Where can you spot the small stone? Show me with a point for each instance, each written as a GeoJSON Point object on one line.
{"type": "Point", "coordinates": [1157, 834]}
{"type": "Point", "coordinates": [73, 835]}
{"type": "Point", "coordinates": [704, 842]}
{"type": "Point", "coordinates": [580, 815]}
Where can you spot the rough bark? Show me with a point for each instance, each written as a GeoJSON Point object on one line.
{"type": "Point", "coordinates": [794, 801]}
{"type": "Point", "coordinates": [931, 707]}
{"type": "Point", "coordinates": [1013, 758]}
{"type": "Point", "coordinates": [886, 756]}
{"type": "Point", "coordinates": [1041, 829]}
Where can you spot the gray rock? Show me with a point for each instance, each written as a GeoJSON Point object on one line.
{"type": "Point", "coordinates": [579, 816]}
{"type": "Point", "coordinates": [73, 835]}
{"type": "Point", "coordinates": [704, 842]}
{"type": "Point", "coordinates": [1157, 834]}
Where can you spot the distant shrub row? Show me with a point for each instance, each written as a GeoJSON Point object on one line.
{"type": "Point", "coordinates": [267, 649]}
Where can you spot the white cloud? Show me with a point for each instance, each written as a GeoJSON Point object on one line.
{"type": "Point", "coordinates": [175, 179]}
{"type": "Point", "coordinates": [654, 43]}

-=-=-=-=-

Return all of the items above verbatim, keeping every line and line break as it appears.

TASK RESPONSE
Where can you spot the small stone? Show me with a point for each instance, each written as a GeoJSON Point object on one line.
{"type": "Point", "coordinates": [1157, 834]}
{"type": "Point", "coordinates": [73, 835]}
{"type": "Point", "coordinates": [704, 842]}
{"type": "Point", "coordinates": [580, 815]}
Where can you spot the rough bark? Show me with a point for each instance, each written as a GeoJSON Point object on one line.
{"type": "Point", "coordinates": [794, 801]}
{"type": "Point", "coordinates": [931, 707]}
{"type": "Point", "coordinates": [1013, 758]}
{"type": "Point", "coordinates": [886, 756]}
{"type": "Point", "coordinates": [1041, 829]}
Where can you spot the gray rock? Show me with a point for each instance, each written as a GeoJSON Point object on one line.
{"type": "Point", "coordinates": [579, 816]}
{"type": "Point", "coordinates": [73, 835]}
{"type": "Point", "coordinates": [704, 842]}
{"type": "Point", "coordinates": [1157, 834]}
Where can you spot the distant shrub row? Show me with a point for each instance, each written as a GeoJSON Point object on one line.
{"type": "Point", "coordinates": [267, 649]}
Where can you spot the white cloud? Show me with a point for each instance, each written as a GeoJSON Point object on one line.
{"type": "Point", "coordinates": [175, 179]}
{"type": "Point", "coordinates": [654, 43]}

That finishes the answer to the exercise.